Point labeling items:
------------------------

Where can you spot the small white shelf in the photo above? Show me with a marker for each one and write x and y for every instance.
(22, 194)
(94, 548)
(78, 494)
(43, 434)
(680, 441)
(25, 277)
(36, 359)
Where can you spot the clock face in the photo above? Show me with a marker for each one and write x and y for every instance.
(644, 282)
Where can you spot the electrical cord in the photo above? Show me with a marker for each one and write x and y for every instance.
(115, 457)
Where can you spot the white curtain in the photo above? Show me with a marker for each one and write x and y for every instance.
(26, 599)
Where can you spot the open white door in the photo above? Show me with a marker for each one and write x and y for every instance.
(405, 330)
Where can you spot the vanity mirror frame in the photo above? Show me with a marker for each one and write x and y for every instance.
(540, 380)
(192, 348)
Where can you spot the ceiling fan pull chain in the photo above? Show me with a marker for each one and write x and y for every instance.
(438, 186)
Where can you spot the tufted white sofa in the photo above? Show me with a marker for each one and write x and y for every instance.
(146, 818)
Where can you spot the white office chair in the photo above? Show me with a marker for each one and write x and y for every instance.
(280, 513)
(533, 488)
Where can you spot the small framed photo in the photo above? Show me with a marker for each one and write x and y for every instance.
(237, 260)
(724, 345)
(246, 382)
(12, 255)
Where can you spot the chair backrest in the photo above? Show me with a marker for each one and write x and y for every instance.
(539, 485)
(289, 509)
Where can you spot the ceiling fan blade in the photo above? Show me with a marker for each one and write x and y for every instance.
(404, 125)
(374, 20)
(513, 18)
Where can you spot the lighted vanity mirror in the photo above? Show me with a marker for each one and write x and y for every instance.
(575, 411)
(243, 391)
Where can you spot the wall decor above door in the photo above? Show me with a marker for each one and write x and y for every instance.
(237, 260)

------------------------

Arrange the items from the line containing "Where can you spot the tufted" through the end of the items as a two-column CSV with the columns request and points. Give one row per request, putting its text and its answer each in a single quoted field with line breaks replaced by spaces.

request,points
"Where can you spot the tufted white sofa in the photo above? Show me with a marker for each one and write x and y for every instance.","(146, 818)"
"Where can you spot the white office chair in the photo above? Show me with a marker for each one and write x and y for every instance.","(280, 513) (533, 488)"
"Where can you spot the small framed photo in the photo above? Show me with a marker for each one and write x and y for every instance.","(237, 260) (724, 345) (246, 382) (12, 255)"
"Where can you spot the chair backrest in the photo above? Show me with a marker for each one and write x and y for every instance.","(539, 485) (289, 509)"
"Where can you spot the ceiling fan blade in the photo above? Show me with a marker for each one and write x and y for every instance.","(404, 125) (374, 20) (513, 18)"
"Where can you spot the lighted vanity mirror in the photo above? Show me with a marker for each one and write x and y for every instance.","(575, 411) (243, 391)"
"Where can you spot the wall decor above door in the photo above? Show me with a marker for each one and write x and y for every instance.","(237, 260)"